[EXERCISE TASKS]:
[1] Reproduce the passage of the patent text from "RELATED APPLICATION INFORMATION" to "herein by reference." word for word.
[2] According to the patent text, what is the serial number of the provisional application from which priority is claimed?

A method and system are provided. The method includes determining from a data matrix having rows and columns, a clustering vector of the rows and a clustering vector of the columns. Each row in the clustering vector of the rows is a row instance and each row in the clustering vector of the columns is a column instance. The method further includes performing correlation of the row and column instances. The method also includes building a normalizing graph using a graph-based manifold regularization that enforces a smooth target function which, in turn, assigns a value on each node of the normalizing graph to obtain a Lapacian matrix. The method additionally includes performing Eigenvalue decomposition on the Lapacian matrix to obtain Eigenvectors. The method further includes providing a canonical co-clustering analysis function by maximizing a coupling between clustering vectors while concurrently enforcing regularization on each clustering vector using the Eigenvectors.

Description

    RELATED APPLICATION INFORMATION
  • This application claims priority to provisional application Ser. No. 62/007,091 filed on Jun. 3, 2014, incorporated herein by reference.
  • BACKGROUND
  • 1. Technical Field
  • The present invention relates to information analysis, and more particularly to canonical co-clustering analysis.

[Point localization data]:
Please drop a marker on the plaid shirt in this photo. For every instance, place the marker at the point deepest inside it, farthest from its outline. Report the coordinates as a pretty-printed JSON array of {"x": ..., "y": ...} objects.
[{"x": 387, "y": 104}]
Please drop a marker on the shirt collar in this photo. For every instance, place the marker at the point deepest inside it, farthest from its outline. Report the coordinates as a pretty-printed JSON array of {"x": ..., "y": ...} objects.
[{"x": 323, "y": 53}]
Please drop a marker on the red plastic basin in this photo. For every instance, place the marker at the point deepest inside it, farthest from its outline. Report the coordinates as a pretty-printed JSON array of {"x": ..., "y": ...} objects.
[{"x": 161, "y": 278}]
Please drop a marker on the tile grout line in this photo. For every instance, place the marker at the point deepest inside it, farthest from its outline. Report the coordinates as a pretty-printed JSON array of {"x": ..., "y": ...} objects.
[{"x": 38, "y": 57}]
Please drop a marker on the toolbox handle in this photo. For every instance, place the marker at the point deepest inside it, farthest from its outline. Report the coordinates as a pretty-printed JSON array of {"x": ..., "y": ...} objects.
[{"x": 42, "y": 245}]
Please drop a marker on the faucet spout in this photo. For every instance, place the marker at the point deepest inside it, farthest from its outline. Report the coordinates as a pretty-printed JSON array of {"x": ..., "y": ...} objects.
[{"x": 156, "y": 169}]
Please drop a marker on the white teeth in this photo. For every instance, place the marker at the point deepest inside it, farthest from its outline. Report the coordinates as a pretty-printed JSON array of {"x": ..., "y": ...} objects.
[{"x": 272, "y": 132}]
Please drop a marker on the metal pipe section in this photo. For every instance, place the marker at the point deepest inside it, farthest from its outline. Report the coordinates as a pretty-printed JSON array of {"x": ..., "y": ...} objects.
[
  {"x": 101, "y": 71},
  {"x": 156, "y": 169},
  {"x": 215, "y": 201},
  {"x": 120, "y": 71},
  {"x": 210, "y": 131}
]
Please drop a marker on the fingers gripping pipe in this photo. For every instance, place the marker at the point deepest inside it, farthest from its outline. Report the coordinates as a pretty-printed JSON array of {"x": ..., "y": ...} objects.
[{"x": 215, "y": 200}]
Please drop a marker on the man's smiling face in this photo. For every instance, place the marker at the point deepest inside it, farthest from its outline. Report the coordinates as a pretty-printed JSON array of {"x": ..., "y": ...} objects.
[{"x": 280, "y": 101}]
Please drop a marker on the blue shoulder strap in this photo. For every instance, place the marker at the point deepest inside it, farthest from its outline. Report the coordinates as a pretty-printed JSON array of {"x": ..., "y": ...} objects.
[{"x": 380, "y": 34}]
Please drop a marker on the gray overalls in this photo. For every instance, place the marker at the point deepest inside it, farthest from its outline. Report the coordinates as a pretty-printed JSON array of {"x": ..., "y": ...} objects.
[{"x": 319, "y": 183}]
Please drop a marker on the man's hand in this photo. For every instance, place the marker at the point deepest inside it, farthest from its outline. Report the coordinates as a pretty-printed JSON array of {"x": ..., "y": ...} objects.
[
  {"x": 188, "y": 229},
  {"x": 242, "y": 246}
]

[ANSWERS TO THE EXERCISE]:
[1]
RELATED APPLICATION INFORMATION
  • This application claims priority to provisional application Ser. No. 62/007,091 filed on Jun. 3, 2014, incorporated herein by reference.

[2] Ser. No. 62/007,091